» **Problem to solve**
Leave out all pictures. Extract exactly the lines from the one containing "Identify the red coat" through the end of the data.

» **Data in this exercise**
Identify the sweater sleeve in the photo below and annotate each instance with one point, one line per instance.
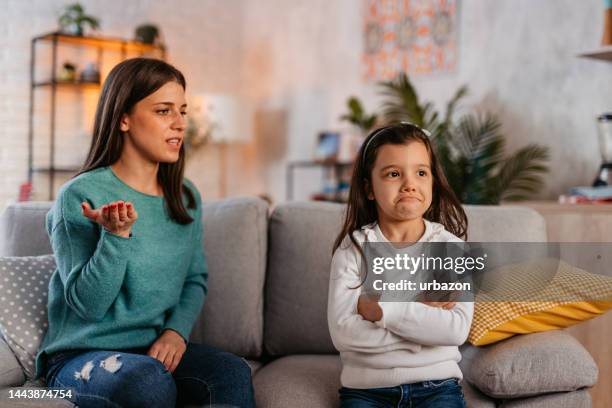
(92, 262)
(427, 325)
(348, 330)
(182, 317)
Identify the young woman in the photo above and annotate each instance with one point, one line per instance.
(396, 354)
(131, 275)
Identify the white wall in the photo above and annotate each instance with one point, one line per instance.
(298, 61)
(204, 39)
(518, 58)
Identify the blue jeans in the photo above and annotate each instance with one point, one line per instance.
(430, 394)
(205, 376)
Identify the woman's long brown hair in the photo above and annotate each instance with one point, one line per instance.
(128, 83)
(445, 208)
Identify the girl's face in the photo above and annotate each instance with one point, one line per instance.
(402, 181)
(156, 126)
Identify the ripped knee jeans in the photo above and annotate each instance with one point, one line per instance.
(112, 379)
(205, 376)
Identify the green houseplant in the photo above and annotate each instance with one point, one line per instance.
(74, 19)
(471, 149)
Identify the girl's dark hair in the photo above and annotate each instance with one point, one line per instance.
(128, 83)
(445, 207)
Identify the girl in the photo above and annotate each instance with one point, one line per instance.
(131, 276)
(396, 354)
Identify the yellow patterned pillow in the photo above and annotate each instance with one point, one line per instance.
(572, 296)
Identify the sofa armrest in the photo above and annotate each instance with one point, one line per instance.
(530, 364)
(11, 373)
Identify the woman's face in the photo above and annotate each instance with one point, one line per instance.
(156, 126)
(402, 182)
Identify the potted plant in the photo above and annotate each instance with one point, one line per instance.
(73, 20)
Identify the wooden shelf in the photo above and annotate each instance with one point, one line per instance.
(104, 42)
(67, 84)
(604, 53)
(55, 169)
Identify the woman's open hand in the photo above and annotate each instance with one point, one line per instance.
(116, 217)
(169, 349)
(443, 305)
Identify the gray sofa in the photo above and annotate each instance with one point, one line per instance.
(268, 296)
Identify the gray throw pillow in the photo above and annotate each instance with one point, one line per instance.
(24, 285)
(528, 365)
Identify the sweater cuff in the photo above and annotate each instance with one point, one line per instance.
(389, 313)
(179, 325)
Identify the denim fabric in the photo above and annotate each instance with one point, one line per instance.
(205, 376)
(427, 394)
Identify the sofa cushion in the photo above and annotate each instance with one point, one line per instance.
(475, 398)
(22, 229)
(571, 296)
(314, 380)
(307, 381)
(24, 283)
(235, 245)
(528, 365)
(573, 399)
(301, 240)
(11, 373)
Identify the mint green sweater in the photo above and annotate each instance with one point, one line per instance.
(110, 292)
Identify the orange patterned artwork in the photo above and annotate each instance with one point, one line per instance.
(412, 36)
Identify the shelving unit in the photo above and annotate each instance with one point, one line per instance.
(334, 170)
(53, 84)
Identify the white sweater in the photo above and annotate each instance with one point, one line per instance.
(413, 342)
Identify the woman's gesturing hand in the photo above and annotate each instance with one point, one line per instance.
(169, 349)
(368, 308)
(116, 217)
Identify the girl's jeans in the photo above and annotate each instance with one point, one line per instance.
(205, 376)
(431, 394)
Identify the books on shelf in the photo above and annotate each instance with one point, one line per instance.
(587, 195)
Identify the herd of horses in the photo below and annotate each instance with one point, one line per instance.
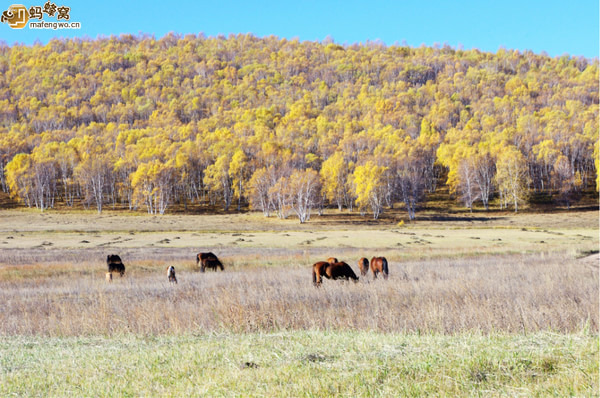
(330, 269)
(334, 269)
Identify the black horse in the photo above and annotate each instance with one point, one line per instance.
(329, 270)
(115, 264)
(208, 260)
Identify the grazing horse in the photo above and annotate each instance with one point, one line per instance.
(208, 260)
(363, 266)
(115, 264)
(379, 264)
(332, 271)
(171, 274)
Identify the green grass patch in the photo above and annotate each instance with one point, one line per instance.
(301, 364)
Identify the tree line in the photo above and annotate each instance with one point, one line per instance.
(288, 127)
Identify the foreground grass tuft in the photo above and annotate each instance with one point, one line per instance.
(303, 363)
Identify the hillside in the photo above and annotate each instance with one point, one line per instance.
(287, 127)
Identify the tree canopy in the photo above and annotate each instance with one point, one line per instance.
(140, 122)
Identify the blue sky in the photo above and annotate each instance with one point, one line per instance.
(556, 27)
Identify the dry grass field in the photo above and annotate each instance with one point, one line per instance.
(520, 290)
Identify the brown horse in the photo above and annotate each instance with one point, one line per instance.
(328, 270)
(171, 274)
(208, 260)
(363, 266)
(379, 264)
(115, 264)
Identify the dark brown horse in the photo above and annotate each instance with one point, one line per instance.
(328, 270)
(115, 264)
(171, 274)
(363, 266)
(208, 260)
(379, 264)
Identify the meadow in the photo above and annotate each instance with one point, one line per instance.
(476, 305)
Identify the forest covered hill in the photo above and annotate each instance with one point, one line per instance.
(288, 126)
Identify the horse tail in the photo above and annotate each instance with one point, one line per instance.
(384, 268)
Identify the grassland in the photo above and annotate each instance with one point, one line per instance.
(301, 364)
(476, 305)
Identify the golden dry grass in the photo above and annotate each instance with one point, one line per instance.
(508, 293)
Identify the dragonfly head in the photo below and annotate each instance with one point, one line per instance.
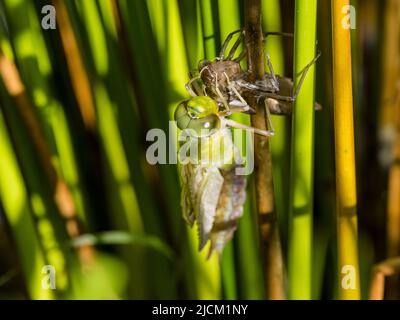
(199, 114)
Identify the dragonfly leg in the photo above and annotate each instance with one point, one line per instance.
(238, 125)
(296, 91)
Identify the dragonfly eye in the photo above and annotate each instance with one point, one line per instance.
(197, 113)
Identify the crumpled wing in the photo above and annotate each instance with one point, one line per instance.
(207, 203)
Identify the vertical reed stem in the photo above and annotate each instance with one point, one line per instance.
(302, 155)
(268, 227)
(346, 201)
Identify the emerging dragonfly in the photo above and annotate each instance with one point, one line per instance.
(212, 193)
(224, 80)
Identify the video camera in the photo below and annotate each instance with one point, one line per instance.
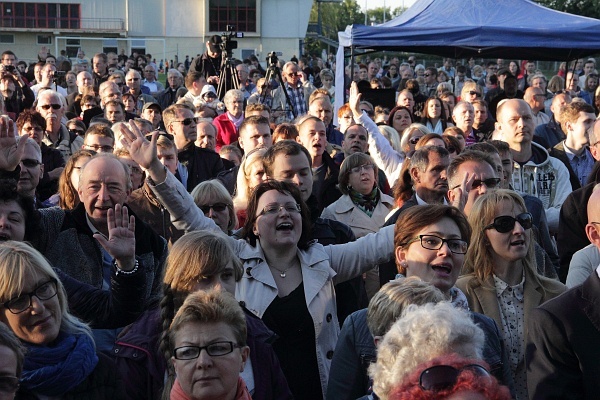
(227, 44)
(272, 57)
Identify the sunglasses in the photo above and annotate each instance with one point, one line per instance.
(53, 106)
(440, 377)
(188, 121)
(506, 223)
(30, 163)
(218, 207)
(167, 135)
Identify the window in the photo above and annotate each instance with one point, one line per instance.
(44, 39)
(7, 39)
(239, 13)
(40, 15)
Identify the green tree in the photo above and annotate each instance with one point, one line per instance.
(586, 8)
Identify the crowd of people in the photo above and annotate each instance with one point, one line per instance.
(157, 241)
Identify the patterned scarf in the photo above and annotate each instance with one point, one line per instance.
(55, 370)
(365, 202)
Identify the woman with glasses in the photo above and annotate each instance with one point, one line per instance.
(215, 202)
(61, 359)
(434, 116)
(363, 207)
(288, 279)
(500, 275)
(207, 343)
(250, 174)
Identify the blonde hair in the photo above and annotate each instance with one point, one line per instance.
(479, 258)
(243, 190)
(19, 261)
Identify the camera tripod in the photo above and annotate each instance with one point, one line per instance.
(273, 71)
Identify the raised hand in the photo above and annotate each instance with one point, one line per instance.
(11, 147)
(141, 150)
(120, 243)
(354, 100)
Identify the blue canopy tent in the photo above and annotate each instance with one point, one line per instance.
(512, 29)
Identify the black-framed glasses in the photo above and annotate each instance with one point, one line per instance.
(9, 384)
(53, 106)
(433, 242)
(188, 121)
(30, 162)
(440, 377)
(97, 147)
(274, 208)
(490, 183)
(506, 223)
(216, 349)
(45, 291)
(77, 132)
(218, 207)
(364, 167)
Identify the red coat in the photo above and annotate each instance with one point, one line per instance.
(227, 131)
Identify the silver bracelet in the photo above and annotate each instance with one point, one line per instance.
(119, 271)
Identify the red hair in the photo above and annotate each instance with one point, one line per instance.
(467, 381)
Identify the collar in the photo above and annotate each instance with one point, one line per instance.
(502, 287)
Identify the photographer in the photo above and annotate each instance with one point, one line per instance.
(49, 75)
(209, 63)
(16, 94)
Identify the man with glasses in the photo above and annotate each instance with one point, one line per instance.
(133, 80)
(535, 97)
(195, 164)
(57, 136)
(84, 81)
(48, 81)
(429, 88)
(150, 80)
(470, 175)
(100, 68)
(578, 120)
(298, 89)
(536, 172)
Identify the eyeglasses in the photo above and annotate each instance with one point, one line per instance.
(440, 377)
(97, 147)
(506, 223)
(9, 384)
(432, 242)
(275, 208)
(489, 183)
(364, 167)
(218, 207)
(188, 121)
(216, 349)
(45, 291)
(30, 163)
(53, 106)
(78, 132)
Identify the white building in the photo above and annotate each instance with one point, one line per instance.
(164, 28)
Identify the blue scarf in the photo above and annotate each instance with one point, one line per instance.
(55, 370)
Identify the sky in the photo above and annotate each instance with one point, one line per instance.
(388, 3)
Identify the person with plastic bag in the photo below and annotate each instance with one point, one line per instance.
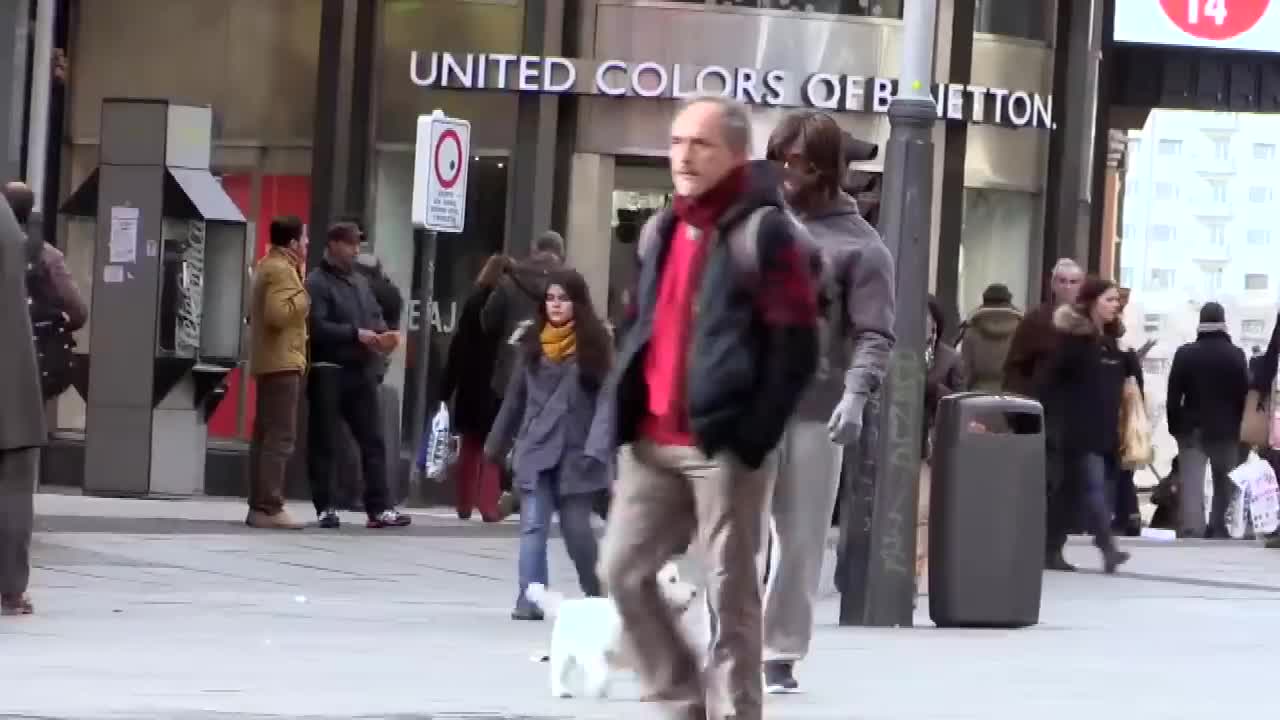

» **Written reply**
Identify the red coat in the photo above and annotate each instance with one point, one line per instance.
(227, 131)
Identify the silver bracelet in the photo above and annotate each instance with one point, one line per instance.
(119, 271)
Identify the red hair in the photo above and annotate each instance with one point, one line per instance.
(467, 381)
Identify the collar in the photo above and annotate each instance with one point, one line per instance.
(502, 287)
Identify the photographer in the photo above and annotate each instance with one point, one line per instance.
(49, 75)
(209, 63)
(16, 94)
Identify the man with glasses in the photo above and annotate each instance with one point, one line per instance.
(133, 80)
(535, 97)
(195, 164)
(57, 136)
(84, 81)
(48, 81)
(429, 88)
(150, 80)
(470, 175)
(100, 68)
(578, 120)
(298, 89)
(536, 172)
Identify the eyeglasses in the photo above and annotate each instance with one point, one line per instance.
(440, 377)
(97, 147)
(506, 223)
(9, 384)
(432, 242)
(275, 208)
(489, 183)
(364, 167)
(218, 207)
(188, 121)
(216, 349)
(45, 291)
(30, 163)
(53, 106)
(78, 132)
Identify the white building in the photo above and annotate each instance with one point, one line per instance.
(164, 28)
Identify the blue scarf in the photo above and annotate each instance with one point, one line per instance.
(55, 370)
Identify the sky in the photo above and annotate each instance with one point, one line per instance.
(388, 3)
Identify the person with plastic bag in the photo below and annotate each instance with one point, one line per instance.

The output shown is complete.